[START OF Data rows]

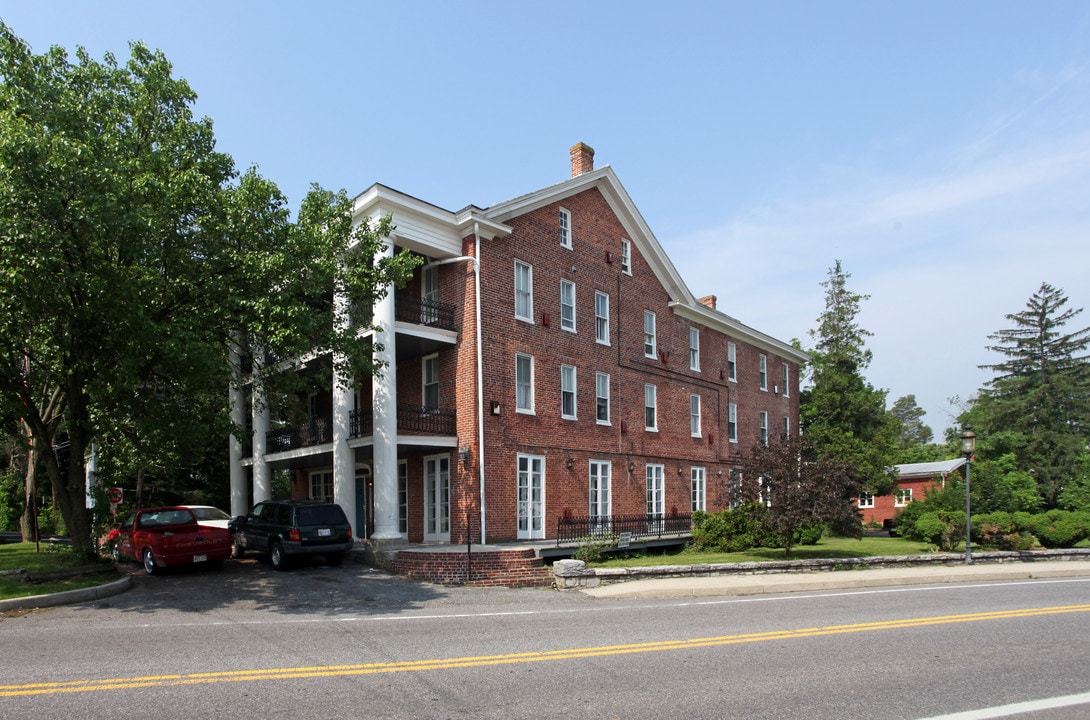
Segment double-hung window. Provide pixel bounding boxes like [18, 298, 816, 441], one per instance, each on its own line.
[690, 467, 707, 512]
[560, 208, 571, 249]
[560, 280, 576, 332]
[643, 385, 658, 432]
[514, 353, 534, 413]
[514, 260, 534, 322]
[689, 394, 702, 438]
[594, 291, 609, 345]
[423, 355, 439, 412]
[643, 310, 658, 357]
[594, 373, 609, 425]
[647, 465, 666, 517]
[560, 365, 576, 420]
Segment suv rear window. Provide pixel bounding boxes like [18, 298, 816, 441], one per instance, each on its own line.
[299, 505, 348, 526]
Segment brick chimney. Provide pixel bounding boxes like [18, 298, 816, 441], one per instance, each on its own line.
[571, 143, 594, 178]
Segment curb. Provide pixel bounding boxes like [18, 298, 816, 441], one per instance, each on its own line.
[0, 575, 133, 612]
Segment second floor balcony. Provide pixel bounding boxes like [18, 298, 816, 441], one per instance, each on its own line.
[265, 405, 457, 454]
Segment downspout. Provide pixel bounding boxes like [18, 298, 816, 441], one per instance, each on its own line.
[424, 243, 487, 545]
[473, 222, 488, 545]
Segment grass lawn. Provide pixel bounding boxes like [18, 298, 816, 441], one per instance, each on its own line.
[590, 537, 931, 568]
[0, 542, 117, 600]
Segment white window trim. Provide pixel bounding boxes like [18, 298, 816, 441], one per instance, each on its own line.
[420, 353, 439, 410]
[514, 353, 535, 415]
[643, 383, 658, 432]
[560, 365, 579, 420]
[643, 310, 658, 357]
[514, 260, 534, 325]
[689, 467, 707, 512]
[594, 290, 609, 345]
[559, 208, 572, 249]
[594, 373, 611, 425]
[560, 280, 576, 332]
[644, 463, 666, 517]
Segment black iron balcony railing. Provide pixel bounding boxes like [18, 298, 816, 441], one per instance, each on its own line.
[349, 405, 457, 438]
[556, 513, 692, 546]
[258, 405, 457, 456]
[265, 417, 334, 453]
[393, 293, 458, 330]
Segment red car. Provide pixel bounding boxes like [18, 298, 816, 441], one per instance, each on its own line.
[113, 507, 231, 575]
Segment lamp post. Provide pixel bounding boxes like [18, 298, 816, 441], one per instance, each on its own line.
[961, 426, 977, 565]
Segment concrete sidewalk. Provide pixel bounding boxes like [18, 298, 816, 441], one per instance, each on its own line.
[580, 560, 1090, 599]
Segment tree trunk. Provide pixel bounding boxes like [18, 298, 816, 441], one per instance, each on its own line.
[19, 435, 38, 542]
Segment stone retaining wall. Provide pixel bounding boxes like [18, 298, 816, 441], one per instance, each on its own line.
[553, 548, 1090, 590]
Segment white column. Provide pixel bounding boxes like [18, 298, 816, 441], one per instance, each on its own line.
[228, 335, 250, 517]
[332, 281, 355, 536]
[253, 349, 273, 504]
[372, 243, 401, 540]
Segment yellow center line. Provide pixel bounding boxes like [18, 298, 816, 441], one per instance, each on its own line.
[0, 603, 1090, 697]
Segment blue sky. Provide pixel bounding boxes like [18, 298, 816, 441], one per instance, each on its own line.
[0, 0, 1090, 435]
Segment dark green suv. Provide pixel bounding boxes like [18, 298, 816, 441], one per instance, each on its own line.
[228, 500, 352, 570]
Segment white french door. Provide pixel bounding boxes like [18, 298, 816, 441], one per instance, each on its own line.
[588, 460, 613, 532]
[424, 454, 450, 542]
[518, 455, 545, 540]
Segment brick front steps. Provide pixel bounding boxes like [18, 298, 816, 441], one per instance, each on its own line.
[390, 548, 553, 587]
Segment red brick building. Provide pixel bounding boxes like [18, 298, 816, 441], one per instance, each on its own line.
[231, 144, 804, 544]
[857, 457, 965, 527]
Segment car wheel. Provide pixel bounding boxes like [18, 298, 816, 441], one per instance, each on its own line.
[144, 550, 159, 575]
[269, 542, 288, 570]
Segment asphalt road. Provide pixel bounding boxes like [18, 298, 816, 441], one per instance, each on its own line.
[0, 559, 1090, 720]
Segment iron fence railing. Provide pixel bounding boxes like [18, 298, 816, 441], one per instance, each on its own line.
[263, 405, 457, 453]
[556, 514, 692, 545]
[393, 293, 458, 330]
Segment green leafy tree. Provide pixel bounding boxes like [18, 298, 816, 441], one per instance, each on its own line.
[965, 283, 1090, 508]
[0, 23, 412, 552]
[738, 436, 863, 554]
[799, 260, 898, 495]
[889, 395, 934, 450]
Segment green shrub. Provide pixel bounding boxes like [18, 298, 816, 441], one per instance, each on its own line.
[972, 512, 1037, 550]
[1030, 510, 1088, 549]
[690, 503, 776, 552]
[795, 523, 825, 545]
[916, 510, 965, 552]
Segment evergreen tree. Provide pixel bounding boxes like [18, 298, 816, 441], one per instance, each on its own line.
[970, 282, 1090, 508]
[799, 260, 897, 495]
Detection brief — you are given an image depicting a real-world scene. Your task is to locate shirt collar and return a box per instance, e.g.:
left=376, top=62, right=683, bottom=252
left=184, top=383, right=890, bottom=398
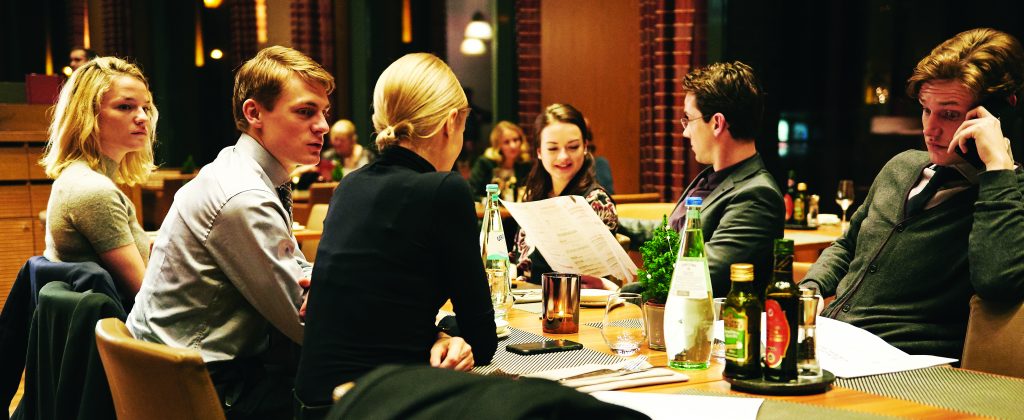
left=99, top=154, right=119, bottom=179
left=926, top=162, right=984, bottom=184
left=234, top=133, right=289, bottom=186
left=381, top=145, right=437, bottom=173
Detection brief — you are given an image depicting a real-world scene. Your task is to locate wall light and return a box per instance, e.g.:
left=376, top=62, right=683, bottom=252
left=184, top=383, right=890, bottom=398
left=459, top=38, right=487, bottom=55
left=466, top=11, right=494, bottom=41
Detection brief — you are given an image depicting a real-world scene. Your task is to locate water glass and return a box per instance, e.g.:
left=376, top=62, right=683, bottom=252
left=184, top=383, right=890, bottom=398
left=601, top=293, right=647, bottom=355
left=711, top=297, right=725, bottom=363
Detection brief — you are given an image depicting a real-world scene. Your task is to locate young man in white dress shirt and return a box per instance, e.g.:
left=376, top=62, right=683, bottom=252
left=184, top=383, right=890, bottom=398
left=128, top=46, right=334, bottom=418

[END OF Data rows]
[START OF Data rows]

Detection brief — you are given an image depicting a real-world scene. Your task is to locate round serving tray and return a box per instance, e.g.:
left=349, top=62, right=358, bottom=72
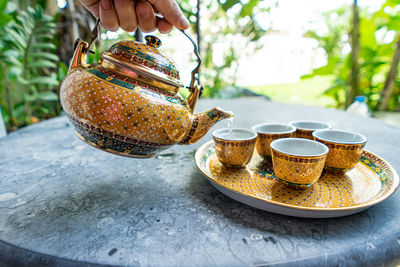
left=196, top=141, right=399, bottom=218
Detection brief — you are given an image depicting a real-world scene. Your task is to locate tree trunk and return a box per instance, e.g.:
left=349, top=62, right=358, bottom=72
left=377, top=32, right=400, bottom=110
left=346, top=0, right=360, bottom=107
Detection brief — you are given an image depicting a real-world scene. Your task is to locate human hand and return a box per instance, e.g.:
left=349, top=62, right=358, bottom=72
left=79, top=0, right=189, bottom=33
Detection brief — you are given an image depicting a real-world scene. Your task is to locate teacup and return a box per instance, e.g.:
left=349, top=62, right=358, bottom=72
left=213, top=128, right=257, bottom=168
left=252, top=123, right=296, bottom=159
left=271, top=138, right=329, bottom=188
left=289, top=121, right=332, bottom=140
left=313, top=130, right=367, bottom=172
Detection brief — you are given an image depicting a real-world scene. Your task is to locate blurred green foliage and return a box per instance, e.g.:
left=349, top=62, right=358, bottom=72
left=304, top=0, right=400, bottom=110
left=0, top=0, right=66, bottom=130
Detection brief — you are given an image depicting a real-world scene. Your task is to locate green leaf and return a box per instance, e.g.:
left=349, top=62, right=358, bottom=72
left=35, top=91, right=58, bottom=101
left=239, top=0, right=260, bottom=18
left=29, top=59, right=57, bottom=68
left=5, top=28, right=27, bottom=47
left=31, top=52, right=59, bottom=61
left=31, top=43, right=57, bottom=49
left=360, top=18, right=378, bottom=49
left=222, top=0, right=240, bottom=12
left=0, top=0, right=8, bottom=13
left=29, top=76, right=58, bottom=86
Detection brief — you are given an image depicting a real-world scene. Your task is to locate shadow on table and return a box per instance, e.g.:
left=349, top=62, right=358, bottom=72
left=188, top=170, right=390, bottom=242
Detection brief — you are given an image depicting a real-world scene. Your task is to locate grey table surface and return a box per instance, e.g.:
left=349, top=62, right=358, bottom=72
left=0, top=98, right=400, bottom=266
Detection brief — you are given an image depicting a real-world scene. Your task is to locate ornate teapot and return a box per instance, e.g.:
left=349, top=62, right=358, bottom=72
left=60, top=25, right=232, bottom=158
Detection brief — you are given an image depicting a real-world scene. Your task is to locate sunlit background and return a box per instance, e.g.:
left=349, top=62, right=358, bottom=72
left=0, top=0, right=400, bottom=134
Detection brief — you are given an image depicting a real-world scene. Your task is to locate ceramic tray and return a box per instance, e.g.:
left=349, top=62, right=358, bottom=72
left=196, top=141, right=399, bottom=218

[END OF Data rows]
[START OF Data rows]

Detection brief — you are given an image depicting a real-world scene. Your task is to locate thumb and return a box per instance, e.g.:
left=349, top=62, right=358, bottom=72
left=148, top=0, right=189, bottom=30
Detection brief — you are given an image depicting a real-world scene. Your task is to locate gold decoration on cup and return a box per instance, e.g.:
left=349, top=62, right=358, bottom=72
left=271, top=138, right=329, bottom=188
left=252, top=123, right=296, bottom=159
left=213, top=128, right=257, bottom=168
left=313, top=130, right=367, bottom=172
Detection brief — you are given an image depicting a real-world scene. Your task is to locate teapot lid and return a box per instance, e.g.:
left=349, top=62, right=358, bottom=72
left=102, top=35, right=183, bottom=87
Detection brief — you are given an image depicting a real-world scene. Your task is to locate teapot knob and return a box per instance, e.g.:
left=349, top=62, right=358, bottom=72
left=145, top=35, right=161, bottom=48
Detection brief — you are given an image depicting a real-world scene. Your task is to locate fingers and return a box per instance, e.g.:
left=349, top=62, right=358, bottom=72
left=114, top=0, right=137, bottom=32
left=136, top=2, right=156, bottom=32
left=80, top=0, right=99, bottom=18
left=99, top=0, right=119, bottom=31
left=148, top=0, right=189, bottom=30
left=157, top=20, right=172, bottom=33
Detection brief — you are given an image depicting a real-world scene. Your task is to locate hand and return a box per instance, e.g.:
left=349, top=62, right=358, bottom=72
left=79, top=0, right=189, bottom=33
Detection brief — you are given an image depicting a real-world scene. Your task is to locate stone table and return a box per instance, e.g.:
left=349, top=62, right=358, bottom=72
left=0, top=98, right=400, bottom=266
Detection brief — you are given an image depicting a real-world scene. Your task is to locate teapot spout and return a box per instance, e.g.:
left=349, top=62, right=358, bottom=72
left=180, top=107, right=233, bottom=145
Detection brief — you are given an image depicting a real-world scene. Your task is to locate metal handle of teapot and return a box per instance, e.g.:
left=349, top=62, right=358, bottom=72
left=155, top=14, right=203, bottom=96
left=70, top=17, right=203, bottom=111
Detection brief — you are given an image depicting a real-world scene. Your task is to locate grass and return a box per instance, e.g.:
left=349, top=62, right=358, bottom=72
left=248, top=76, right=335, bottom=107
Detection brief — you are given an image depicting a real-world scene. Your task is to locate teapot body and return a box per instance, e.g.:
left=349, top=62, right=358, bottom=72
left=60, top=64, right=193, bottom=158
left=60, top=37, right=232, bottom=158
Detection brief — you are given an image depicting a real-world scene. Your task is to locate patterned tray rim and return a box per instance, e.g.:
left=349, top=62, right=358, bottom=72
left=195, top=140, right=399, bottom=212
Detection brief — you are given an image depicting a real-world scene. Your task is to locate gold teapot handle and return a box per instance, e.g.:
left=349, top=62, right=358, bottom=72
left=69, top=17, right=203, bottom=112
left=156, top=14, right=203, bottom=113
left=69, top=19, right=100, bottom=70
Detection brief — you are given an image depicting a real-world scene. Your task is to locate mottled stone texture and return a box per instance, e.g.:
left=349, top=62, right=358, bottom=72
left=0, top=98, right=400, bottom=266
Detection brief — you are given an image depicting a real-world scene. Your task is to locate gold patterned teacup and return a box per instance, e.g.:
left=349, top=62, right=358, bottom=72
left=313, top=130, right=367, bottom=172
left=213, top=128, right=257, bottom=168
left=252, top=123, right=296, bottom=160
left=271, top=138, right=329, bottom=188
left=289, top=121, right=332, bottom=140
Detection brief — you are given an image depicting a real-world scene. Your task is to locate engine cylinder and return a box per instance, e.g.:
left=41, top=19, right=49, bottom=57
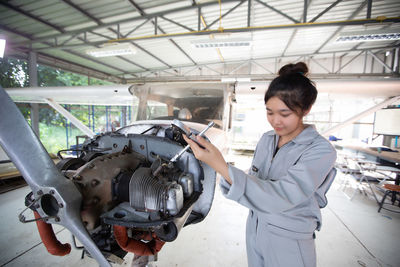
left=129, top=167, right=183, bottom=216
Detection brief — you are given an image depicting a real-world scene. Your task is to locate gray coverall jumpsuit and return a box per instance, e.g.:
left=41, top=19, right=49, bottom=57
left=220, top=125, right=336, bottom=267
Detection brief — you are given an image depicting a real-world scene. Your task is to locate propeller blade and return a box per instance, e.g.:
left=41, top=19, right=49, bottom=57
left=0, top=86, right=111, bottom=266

[END OF Data rows]

Written exercise: Render the lines starting at the one containing "Segment green leafy" and ending at the one containing "[889, 395, 934, 450]", both included, as a Markdown table with the columns Row and Line. Number each row and leave out blank lines.

Written response:
| Row | Line |
|---|---|
| 1 | Segment green leafy tree. Provide pixel bounding boxes like [18, 298, 816, 441], one per instance, each on its own line. |
| 2 | [965, 283, 1090, 508] |
| 3 | [0, 23, 412, 552] |
| 4 | [738, 436, 863, 554] |
| 5 | [799, 260, 898, 495] |
| 6 | [889, 395, 934, 450] |